Selected text |
## begin
TR_25JAN10

Action items

Agenda

1. Brief review, any outstanding action items missed (5 min.)
2. Updates on development efforts (10 min.)
3. Requirements Discussion (remainder, ~45 min.)

Requirements Discussion

Outline where we're headed in the next few meetings. We will work through the following:

1. Understand how Tree Reconciliation research done today (what is not possible, shortcomings, annoyances) - the current workflow [*]

2. refine the current workflow into the high-level workflow

  • identify what parts of the workflow are "pre-processing"
  • determine where new development is needed (which is different than improving existing tools/APIs)
    [this will provide an understanding of the scope of prototype development]

3. analysis of problem statements begins (which includes alternative workflows and user actions)

[*] what's not possible falls out of this effort and gives the insight of "where the gaps are". These become our problem statements, which turn into requirements for software development. These requirements will be scoped into projects, like the prototype development.
## end
(Dataset excerpt)
## begin
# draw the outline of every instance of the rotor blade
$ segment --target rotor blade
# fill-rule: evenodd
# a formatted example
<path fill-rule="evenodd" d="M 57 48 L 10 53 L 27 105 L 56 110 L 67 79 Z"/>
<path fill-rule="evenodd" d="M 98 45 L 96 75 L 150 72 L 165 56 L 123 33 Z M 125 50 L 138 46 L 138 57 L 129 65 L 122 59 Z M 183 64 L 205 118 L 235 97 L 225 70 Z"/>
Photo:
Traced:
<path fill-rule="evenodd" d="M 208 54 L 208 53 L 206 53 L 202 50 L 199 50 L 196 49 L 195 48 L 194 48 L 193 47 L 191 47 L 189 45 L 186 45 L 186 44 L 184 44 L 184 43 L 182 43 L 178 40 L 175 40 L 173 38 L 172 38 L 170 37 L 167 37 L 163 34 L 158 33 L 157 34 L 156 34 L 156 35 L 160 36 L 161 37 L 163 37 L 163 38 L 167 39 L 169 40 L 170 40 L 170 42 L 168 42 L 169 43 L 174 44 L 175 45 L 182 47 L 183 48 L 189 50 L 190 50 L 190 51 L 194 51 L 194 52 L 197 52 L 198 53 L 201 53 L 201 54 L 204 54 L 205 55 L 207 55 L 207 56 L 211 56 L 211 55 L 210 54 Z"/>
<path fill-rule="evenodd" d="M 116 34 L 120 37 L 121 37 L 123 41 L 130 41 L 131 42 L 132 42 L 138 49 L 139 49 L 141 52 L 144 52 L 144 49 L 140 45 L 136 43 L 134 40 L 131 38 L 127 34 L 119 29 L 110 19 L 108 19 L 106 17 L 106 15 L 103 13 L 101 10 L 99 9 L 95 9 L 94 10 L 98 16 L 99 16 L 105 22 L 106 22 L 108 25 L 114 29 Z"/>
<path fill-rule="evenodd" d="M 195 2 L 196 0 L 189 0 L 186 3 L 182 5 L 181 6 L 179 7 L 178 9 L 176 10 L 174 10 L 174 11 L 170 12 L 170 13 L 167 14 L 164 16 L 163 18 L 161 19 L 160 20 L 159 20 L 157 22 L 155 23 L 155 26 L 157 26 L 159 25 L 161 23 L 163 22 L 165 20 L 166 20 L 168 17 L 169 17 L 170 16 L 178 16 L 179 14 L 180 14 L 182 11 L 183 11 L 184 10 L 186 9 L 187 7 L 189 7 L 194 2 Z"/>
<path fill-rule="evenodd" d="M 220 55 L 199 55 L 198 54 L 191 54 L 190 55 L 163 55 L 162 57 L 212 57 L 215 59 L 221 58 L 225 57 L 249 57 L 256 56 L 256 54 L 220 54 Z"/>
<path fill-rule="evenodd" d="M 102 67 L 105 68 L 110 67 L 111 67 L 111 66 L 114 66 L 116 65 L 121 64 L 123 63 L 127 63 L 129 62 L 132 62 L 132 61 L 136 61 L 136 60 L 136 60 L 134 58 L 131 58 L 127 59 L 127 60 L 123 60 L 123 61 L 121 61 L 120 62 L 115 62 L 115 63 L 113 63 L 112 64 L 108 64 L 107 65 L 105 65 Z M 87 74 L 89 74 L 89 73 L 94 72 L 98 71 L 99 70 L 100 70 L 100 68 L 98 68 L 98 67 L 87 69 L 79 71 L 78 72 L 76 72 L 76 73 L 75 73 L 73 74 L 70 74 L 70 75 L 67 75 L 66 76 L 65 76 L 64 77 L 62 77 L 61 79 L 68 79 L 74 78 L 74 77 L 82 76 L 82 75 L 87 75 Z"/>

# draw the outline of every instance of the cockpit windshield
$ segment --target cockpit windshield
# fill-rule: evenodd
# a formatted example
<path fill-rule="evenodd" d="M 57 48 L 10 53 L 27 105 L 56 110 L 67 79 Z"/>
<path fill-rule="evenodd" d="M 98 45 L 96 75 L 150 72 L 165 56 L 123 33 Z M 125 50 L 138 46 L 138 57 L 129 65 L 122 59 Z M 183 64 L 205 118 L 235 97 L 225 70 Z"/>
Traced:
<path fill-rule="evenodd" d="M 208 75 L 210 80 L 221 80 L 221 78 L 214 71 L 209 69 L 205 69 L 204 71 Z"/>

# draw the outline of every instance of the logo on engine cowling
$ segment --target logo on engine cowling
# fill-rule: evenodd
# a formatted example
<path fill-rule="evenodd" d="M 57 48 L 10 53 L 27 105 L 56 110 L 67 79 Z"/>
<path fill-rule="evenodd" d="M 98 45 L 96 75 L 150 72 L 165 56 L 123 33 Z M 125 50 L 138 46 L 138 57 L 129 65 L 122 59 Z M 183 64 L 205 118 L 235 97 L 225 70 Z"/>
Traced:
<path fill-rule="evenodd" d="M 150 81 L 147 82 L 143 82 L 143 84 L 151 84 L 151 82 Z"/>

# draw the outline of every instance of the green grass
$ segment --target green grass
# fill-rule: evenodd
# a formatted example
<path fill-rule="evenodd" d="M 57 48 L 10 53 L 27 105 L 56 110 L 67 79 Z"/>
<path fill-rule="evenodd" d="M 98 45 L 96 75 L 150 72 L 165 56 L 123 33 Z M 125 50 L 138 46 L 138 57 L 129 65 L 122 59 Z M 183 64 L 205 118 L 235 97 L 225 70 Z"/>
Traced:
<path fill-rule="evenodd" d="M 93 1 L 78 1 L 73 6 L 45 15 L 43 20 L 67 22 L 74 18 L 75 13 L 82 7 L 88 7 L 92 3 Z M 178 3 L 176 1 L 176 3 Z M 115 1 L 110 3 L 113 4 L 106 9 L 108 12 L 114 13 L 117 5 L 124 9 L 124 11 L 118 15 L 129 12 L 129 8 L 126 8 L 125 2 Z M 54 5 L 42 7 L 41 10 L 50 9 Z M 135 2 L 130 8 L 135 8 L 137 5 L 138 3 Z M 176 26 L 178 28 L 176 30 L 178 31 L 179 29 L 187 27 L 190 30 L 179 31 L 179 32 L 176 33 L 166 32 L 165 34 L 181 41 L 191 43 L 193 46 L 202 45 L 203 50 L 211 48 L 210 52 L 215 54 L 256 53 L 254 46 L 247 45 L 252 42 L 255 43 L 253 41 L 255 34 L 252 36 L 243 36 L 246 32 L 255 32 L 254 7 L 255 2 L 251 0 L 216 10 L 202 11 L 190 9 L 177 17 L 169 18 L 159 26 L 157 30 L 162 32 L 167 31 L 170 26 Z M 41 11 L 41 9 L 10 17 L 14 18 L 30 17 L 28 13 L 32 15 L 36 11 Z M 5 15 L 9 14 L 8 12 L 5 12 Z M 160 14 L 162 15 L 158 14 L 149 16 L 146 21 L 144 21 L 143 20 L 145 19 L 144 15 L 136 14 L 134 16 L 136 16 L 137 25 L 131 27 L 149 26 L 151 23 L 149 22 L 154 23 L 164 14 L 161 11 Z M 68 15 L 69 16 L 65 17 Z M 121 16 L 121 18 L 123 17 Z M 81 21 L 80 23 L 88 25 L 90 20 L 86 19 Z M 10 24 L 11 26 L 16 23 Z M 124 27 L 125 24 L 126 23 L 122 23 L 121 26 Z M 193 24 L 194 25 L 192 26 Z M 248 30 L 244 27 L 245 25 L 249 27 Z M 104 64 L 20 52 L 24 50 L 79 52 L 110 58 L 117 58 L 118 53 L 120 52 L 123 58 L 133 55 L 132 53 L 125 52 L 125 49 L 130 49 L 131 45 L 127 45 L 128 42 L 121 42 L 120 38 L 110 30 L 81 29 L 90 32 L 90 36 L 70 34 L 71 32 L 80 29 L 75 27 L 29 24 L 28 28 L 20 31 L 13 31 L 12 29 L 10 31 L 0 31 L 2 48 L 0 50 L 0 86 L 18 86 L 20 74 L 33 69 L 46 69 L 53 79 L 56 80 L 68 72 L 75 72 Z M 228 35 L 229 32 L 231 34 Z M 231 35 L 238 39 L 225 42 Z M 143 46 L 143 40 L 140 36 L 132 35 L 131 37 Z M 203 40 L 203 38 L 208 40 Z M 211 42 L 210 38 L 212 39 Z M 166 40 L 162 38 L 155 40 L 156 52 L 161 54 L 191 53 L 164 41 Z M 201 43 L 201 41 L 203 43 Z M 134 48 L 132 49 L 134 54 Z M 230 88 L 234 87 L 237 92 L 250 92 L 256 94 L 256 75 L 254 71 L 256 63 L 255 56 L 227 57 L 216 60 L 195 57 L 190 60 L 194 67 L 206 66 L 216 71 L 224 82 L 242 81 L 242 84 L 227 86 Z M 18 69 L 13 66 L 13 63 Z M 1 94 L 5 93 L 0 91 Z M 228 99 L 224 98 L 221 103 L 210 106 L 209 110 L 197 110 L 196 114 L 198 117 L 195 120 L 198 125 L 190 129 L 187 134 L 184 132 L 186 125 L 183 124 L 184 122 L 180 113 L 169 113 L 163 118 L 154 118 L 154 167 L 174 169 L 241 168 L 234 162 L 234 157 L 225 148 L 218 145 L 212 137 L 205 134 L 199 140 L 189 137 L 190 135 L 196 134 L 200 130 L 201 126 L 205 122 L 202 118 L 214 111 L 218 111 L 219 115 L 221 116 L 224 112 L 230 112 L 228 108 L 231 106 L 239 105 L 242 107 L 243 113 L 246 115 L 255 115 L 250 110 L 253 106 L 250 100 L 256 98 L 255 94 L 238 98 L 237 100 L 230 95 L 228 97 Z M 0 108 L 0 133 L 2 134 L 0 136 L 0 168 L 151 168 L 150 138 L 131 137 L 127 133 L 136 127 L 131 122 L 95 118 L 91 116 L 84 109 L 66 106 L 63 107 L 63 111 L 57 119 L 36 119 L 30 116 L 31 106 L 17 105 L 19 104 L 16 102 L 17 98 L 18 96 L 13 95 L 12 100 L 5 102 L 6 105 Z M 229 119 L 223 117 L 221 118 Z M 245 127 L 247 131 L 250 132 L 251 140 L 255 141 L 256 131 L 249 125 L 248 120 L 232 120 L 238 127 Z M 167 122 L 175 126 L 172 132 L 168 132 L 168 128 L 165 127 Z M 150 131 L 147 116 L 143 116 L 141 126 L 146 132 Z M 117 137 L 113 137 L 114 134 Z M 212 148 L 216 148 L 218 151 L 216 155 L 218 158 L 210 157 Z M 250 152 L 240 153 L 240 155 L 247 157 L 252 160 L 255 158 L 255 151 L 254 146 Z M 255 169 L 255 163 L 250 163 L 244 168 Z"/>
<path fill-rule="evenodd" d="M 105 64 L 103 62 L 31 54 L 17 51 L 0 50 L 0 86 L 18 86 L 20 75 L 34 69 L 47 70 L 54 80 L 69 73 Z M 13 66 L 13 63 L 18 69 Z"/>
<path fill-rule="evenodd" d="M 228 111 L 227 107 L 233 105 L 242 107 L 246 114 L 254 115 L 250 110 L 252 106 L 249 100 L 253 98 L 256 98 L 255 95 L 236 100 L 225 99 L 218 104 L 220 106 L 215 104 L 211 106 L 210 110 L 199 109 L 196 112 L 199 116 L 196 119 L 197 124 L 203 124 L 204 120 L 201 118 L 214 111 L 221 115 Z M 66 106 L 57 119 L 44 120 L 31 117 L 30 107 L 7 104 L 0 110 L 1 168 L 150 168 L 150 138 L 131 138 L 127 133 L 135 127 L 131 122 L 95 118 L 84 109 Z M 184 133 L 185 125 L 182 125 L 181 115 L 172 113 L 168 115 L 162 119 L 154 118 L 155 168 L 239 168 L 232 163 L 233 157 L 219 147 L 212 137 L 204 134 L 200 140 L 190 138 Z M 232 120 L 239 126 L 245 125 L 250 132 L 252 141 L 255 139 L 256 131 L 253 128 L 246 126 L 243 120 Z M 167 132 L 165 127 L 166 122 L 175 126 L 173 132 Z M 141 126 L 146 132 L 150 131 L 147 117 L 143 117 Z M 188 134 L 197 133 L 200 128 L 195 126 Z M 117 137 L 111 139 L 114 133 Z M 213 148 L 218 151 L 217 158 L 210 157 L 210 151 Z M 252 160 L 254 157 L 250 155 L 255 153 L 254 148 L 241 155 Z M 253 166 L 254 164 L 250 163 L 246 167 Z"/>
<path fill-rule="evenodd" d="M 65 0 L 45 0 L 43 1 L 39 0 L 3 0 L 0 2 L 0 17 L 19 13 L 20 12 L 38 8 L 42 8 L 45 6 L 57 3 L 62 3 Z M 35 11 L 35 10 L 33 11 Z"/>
## end
What this exercise asks |
• 1. Do these statements agree with the Tree Reconciliation meeting notes? Answer yes or no for each, quoting the deciding words. (a) The agenda gives 10 minutes to updates on development efforts. (b) The brief review is scheduled for 15 minutes. (c) Problem statements turn into requirements for software development.
• 2. Can you carry the Tree Reconciliation meeting notes on from the point where they stop?
Nothing here depends on the records.

Responses to the exercise |
• 1.
(a) Yes: "2. Updates on development efforts (10 min.)"
(b) No: "1. Brief review, any outstanding action items missed (5 min.)"
(c) Yes: "These become our problem statements, which turn into requirements for software development."

• 2.
{Requirements Discussion will need offline feedback and further coverage potentially Feb. 1, 2010}

Notes

Attendees: Andrew Lenards, Cecile Ane, Nicole Hopkins, Adam Kubach, Sheldon McKay, Todd Vision, Jerry Lu, Bill Piel, Jim Leebens-Mack, Natalie Henriques.

Review

  • TR Meeting are now Bi-Weekly, however to keep momentum in the area of workflow analysis Andy has asked members of the working group to meet Monday, Feb. 1 at the regular meeting time. The attendance of Michael Gonzales, Sheldon McKay, Natalie Henriques is not expected (though Sheldon may call-in).
  • Andy and Todd are planning a face-to-face meeting at NESCent in the near future. Sheldon McKay and John Bowers may also attend.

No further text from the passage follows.